Top of GIVEN DATA

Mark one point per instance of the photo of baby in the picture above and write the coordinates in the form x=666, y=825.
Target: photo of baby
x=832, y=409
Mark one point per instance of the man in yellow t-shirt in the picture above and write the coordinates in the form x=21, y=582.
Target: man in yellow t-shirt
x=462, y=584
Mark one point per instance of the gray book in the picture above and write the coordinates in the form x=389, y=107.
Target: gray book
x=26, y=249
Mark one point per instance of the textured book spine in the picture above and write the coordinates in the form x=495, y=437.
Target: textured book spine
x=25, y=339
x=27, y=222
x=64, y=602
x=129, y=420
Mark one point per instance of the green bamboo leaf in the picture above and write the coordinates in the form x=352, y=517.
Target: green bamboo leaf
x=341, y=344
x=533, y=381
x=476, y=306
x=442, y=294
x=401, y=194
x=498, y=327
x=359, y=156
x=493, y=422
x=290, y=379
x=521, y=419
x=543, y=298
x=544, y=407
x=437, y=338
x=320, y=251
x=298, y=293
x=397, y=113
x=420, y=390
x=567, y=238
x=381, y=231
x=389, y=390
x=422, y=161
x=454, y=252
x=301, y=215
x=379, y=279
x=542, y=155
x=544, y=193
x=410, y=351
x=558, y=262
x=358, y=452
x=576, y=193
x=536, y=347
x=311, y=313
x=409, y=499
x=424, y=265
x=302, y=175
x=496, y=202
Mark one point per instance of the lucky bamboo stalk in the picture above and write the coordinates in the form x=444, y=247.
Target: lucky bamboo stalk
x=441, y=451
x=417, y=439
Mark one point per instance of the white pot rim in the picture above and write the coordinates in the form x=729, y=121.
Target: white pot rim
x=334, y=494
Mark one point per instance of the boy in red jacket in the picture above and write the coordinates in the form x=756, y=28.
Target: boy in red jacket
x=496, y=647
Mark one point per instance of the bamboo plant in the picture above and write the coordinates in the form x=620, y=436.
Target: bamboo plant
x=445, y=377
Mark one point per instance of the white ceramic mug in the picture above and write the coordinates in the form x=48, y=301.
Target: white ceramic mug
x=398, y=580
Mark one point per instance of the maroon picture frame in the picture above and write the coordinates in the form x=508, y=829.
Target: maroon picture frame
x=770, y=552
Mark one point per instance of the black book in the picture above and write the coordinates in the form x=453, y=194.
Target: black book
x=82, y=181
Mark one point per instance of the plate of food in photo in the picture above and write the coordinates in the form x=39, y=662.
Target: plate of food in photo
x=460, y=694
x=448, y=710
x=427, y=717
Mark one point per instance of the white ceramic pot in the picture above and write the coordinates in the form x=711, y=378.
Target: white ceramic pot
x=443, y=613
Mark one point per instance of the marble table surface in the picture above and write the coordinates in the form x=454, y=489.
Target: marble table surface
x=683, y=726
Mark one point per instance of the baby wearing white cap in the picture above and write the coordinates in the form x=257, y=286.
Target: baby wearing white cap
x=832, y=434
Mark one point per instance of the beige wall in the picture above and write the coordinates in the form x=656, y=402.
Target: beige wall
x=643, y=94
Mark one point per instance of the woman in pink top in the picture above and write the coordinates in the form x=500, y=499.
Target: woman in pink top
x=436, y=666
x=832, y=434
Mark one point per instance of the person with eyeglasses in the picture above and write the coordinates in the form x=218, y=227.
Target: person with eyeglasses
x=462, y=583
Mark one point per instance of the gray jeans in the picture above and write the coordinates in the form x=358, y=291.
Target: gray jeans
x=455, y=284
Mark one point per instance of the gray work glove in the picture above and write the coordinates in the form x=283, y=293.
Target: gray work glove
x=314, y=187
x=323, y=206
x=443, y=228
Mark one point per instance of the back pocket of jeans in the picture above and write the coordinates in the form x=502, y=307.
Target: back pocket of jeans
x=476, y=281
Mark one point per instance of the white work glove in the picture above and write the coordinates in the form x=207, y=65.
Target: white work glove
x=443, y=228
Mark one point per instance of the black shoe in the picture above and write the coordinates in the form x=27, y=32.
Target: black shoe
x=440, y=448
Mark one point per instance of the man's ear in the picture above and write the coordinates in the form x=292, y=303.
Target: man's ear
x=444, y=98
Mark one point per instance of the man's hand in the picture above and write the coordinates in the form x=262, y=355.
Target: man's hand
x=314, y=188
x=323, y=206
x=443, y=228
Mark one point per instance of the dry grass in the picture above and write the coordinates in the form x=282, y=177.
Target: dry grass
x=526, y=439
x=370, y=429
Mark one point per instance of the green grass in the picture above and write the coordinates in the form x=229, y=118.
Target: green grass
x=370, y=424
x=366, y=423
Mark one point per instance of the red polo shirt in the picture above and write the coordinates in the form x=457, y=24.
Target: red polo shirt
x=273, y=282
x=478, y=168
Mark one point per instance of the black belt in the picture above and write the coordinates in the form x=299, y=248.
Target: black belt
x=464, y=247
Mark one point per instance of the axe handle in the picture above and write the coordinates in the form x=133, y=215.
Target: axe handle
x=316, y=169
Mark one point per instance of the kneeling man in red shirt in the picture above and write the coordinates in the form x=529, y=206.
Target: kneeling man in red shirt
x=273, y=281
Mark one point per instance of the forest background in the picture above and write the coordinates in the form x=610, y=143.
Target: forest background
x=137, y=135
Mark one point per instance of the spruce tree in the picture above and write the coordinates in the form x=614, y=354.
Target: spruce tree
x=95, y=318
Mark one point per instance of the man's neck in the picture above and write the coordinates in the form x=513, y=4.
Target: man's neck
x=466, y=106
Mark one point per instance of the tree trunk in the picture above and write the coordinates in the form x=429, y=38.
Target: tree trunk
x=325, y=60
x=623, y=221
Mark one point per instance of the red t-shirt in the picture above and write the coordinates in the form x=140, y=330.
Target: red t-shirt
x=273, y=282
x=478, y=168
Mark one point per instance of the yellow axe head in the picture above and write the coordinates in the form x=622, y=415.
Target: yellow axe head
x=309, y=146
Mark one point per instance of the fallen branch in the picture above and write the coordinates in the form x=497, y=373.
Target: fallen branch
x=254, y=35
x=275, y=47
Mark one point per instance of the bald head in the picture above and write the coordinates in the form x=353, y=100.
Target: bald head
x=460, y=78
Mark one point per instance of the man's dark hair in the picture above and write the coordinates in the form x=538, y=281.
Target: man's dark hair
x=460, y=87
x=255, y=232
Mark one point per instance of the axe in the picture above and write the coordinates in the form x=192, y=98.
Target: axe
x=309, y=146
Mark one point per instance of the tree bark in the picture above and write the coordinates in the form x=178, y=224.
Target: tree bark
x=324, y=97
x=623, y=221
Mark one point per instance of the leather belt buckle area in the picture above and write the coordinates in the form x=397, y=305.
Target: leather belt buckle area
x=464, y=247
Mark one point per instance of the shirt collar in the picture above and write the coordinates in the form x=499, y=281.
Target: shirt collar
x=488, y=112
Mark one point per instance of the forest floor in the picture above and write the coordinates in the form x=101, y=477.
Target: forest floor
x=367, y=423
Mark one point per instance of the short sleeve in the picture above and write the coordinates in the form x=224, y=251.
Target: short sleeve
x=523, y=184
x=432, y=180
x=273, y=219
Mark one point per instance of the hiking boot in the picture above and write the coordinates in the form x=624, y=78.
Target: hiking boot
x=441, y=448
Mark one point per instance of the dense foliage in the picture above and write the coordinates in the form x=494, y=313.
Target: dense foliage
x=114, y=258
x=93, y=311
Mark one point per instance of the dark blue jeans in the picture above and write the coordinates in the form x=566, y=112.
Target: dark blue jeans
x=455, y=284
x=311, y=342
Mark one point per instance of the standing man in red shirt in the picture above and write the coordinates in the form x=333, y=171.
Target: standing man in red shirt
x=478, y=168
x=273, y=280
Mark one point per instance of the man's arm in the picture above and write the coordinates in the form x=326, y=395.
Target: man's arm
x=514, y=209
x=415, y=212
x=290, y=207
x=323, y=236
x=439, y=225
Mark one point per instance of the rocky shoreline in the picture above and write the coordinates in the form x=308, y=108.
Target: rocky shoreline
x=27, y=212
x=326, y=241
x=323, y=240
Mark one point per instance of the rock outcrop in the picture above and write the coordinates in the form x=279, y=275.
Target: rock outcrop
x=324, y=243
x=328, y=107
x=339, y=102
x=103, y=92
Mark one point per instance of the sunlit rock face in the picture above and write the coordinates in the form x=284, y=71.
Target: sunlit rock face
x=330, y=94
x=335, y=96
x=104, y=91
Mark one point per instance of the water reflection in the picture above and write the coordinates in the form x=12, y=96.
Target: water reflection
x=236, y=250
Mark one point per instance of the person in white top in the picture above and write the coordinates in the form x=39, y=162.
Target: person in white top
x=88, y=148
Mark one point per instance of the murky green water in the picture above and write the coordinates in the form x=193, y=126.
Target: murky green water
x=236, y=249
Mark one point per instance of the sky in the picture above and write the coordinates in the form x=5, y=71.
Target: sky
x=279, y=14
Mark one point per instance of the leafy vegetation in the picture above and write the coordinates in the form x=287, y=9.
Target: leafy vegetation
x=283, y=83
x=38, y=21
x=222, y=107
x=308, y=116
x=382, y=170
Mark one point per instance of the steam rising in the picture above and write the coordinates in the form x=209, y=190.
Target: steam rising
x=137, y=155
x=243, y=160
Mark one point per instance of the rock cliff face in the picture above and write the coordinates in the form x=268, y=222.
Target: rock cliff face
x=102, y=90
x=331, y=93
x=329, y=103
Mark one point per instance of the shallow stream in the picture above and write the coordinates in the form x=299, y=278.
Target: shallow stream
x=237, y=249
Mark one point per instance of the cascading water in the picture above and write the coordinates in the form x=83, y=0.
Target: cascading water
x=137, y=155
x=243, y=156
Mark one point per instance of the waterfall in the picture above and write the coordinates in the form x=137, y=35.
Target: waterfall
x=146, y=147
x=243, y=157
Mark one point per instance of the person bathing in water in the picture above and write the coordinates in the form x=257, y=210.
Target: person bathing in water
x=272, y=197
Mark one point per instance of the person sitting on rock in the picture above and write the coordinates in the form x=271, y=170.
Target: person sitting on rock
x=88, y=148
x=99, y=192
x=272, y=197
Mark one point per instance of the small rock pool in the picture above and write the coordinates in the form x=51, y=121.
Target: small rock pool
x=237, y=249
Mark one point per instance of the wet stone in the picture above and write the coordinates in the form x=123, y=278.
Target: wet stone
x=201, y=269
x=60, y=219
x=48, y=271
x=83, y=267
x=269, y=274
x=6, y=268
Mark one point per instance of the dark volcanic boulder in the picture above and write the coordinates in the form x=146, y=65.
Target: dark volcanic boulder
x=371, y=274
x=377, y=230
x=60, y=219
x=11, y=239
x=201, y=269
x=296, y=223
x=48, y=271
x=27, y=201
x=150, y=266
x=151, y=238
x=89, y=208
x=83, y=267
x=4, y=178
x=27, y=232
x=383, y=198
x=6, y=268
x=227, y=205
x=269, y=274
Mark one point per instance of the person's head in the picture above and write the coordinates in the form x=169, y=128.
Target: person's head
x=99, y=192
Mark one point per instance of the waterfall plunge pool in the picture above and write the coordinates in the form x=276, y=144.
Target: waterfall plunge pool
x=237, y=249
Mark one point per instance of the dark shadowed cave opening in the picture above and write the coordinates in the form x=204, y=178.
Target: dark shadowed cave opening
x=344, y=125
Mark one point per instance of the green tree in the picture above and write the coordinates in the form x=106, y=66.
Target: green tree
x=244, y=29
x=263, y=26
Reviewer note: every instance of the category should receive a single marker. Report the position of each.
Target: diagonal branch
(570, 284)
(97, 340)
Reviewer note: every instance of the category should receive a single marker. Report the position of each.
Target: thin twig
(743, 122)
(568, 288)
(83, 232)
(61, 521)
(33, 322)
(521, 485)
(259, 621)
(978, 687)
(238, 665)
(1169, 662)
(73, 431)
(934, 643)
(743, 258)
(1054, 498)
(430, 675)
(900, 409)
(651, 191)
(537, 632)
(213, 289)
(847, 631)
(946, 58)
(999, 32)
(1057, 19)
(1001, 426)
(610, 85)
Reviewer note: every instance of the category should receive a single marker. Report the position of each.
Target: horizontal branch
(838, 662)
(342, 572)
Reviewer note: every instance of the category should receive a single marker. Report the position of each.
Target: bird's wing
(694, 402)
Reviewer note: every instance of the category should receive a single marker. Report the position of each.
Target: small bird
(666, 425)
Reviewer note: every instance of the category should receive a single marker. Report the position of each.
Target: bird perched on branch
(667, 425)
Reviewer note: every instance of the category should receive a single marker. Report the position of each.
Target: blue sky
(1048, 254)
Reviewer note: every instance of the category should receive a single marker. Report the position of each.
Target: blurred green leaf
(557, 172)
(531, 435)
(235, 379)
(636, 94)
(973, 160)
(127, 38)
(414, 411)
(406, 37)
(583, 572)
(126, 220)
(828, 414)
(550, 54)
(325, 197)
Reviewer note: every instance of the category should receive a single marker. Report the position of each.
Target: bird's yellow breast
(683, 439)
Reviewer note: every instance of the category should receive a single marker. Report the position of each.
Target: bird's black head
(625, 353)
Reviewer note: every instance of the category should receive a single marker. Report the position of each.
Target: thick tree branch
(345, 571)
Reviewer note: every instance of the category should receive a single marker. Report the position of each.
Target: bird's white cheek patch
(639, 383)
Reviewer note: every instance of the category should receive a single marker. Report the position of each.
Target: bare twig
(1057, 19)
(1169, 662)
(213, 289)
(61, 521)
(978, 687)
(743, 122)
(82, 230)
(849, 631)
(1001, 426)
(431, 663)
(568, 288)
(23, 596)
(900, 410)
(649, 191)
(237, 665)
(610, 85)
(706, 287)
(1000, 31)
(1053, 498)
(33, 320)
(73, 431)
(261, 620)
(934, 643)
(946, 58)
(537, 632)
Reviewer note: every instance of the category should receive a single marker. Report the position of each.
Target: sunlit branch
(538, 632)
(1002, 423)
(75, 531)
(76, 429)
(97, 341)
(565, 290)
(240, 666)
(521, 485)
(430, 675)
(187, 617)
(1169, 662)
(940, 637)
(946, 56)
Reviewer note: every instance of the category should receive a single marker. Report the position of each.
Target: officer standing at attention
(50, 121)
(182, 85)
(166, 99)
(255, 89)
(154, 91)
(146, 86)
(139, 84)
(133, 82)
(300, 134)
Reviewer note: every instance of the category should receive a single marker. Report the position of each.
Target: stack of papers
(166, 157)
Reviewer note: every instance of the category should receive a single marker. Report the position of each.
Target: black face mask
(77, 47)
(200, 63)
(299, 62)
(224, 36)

Bottom of GIVEN DATA

* _WORK REQUEST_: Give again, unchanged, the lines running from the top of the material above through the line that has "Mark one point per instance of the textured", and nothing more.

* _EXERCISE ANSWER_:
Mark one point per instance of the photo of baby in the picture above and write the coordinates in the form x=666, y=825.
Target: photo of baby
x=832, y=409
Mark one point per instance of the man in yellow t-shirt in the picture above and write the coordinates in the form x=21, y=582.
Target: man in yellow t-shirt
x=462, y=584
Mark one point per instance of the gray book in the picture above and write the coordinates in the form x=389, y=107.
Target: gray book
x=26, y=249
Mark one point per instance of the textured book spine in the picture above and write the coordinates in the form x=495, y=437.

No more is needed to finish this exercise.